## Rows

● ● ● ●

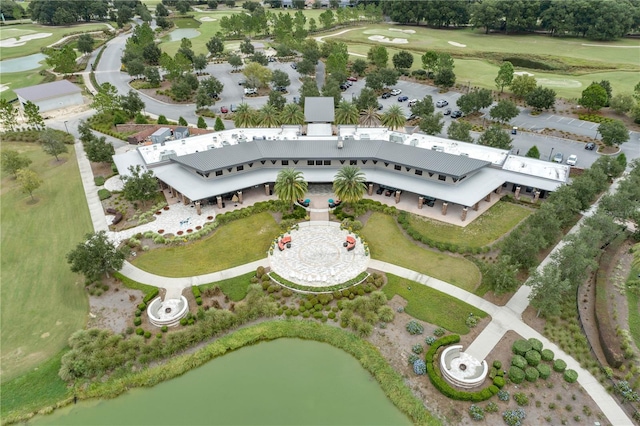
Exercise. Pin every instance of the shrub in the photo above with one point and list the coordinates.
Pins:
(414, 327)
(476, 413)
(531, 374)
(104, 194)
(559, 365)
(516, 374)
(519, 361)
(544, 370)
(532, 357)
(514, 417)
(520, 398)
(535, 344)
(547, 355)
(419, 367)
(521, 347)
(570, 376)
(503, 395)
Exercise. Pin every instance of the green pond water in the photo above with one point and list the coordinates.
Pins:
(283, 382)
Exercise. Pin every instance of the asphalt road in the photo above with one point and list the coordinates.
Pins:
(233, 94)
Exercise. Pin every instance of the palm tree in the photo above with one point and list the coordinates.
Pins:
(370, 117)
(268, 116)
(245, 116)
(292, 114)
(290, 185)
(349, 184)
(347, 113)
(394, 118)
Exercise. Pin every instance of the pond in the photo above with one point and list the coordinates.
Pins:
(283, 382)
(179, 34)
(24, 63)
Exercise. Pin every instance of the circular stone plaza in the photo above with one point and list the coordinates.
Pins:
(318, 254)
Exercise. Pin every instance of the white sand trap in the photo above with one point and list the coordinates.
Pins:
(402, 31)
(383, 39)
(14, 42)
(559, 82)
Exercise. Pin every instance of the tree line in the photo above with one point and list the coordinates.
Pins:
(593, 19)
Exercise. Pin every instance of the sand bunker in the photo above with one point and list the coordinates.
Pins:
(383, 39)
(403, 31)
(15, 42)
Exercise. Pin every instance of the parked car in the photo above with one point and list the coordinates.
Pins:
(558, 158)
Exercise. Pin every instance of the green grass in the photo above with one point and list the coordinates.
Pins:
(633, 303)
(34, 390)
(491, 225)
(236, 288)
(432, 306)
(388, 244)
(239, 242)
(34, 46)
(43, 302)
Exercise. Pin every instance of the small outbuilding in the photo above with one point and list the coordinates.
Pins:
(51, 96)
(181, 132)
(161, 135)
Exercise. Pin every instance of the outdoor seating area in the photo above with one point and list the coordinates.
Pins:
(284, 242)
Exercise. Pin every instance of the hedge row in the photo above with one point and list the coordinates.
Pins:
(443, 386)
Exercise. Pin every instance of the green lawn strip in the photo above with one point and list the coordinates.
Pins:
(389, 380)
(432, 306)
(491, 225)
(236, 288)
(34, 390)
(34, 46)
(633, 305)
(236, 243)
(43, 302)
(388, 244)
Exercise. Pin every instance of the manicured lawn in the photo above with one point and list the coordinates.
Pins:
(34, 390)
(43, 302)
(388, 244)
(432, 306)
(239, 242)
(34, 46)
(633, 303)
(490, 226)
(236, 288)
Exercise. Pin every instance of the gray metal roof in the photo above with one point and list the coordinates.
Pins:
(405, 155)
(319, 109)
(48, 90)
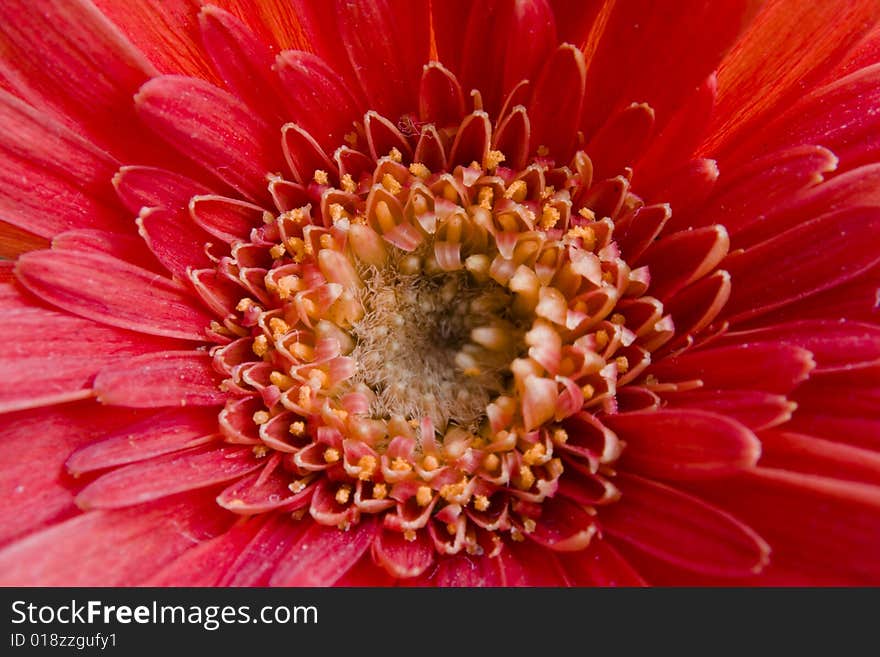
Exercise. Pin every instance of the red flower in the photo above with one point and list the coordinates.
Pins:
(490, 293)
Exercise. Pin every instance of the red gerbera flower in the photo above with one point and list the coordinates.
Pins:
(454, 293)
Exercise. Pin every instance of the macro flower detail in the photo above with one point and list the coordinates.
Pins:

● ● ● ●

Your task is to transcribe all of the records precisely, with no images included.

Exercise. Pin every instance of the shrub in the photo above with one point and list the coordinates.
Pins:
(414, 327)
(476, 413)
(531, 374)
(104, 194)
(559, 365)
(516, 374)
(519, 361)
(544, 370)
(532, 357)
(514, 417)
(520, 398)
(535, 344)
(547, 355)
(419, 367)
(521, 347)
(570, 376)
(503, 395)
Exercise. Pin every instance of the green pond water in the photo above with one point and list the coordinates.
Pins:
(283, 382)
Exercise. Pin every instance of the asphalt road in the photo above with one point and list the coordinates.
Pins:
(233, 94)
Exercise. Pin every instance of the palm tree in the photo above with one point and list the coordinates.
Pins:
(370, 117)
(268, 116)
(245, 116)
(292, 114)
(290, 185)
(349, 184)
(347, 113)
(394, 118)
Exercise. Pin every instance of the pond in the photo above with one point and list the coordinates.
Pins:
(283, 382)
(179, 34)
(24, 63)
Exercise. Pin every instance of the circular stone plaza in the photo above with one point and list the coordinates.
Pins:
(318, 254)
Exercise. Pin every instance of the white sand trap in the photo above with one point and list the coordinates.
Pins:
(402, 31)
(383, 39)
(14, 42)
(559, 82)
Exercise. Pin every instance of the tree line in the photo above with one point and list the coordinates.
Pins:
(593, 19)
Exercise. Pin every instance of the sand bunker in the photo above with one point and list the coordinates.
Pins:
(383, 39)
(403, 31)
(15, 42)
Exercise. Pin every instance of the parked car in the photo above with one point and list the coordinates.
Pins:
(558, 158)
Exercise. Pin every instance of the green grass in the photo above with one point and list the coordinates.
Pins:
(633, 303)
(34, 390)
(491, 225)
(236, 288)
(432, 306)
(388, 244)
(239, 242)
(34, 46)
(43, 302)
Exercise. Pin every instance of the small outbuilding in the photo above with one point and list the coordinates.
Pins:
(51, 96)
(181, 132)
(161, 135)
Exercise. Pin every instance of the outdoor seating area in the photo above with one point and list the coordinates.
Pins:
(284, 242)
Exercise. Pin every instance of the hedge row in the photo above with one point and list the coordinates.
Pins:
(443, 386)
Exercise. Pin every instance of the green lawn strip in the photo above with one point and list the coordinates.
Pins:
(389, 380)
(432, 306)
(491, 225)
(236, 288)
(34, 390)
(34, 46)
(633, 305)
(236, 243)
(43, 302)
(388, 244)
Exercise. Pin every instance of the manicured lawn in the photo above with one point and list the coordinates.
Pins:
(34, 390)
(43, 302)
(388, 244)
(432, 306)
(239, 242)
(34, 46)
(633, 303)
(490, 226)
(236, 288)
Exercise. Pin every instance of the gray metal roof in the photo above with one point and list the coordinates.
Pins:
(405, 155)
(319, 109)
(48, 90)
Exercise. Pin every instance of the red flower in the photo above with one point and list the coordinates.
Pins:
(490, 293)
Exercise. Pin every instance of the red gerbera flower in the photo above with one point and list the coordinates.
Pins:
(454, 293)
Exercise. Pin every instance of the macro flower detail in the photo above with one point and list the coordinates.
Pins:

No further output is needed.